▶ PROBLEM TO SOLVE
Set down the data below exactly; pictures stay out.

▶ DATASET RECORDS
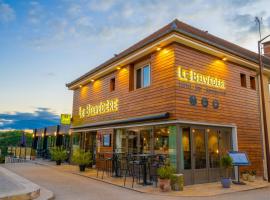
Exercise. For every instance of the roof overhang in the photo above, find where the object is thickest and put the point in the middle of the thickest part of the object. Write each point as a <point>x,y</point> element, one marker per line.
<point>167,39</point>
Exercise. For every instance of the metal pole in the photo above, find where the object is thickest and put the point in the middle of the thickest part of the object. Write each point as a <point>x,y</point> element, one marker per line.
<point>267,153</point>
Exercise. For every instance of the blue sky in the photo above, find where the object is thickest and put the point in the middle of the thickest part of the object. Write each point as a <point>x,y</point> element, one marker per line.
<point>45,44</point>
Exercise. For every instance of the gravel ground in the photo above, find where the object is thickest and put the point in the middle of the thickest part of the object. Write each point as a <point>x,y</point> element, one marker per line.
<point>68,186</point>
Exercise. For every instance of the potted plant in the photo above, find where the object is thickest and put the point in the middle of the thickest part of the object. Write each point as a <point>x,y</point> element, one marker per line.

▶ WRITTEN RESPONSE
Exercise. For every instance of the roof overhang in the photo above, find where the object is thickest and put the point in the middle of the thickest part of the object. Write each point as a <point>x,y</point> element, one marker per line.
<point>167,39</point>
Exercise. For every instance of the metal pole in the photo above, find where the object is thickest and put the point in the middle of the thickest part of the object. Write each point as a <point>x,y</point> element, one marker per line.
<point>267,153</point>
Exercise. For every instance of the blue sky in the photo above, find where the object is thickest and put the point in the middle of the thickest part of the object. Write each point as a <point>x,y</point> element, one marker per line.
<point>45,44</point>
Exercise. For every instance of the gravel ground in the photo above, find where the object is thickest and put the point in the middle of the thickest part of the object. Write each point as a <point>x,y</point> element, one marker per line.
<point>68,186</point>
Exercise. For every instance of the potted plant in the photo above, find where the object is thickest and put the point in the middle of the thickest part of the object. Write each point as a <point>x,y</point> element, one marker per line.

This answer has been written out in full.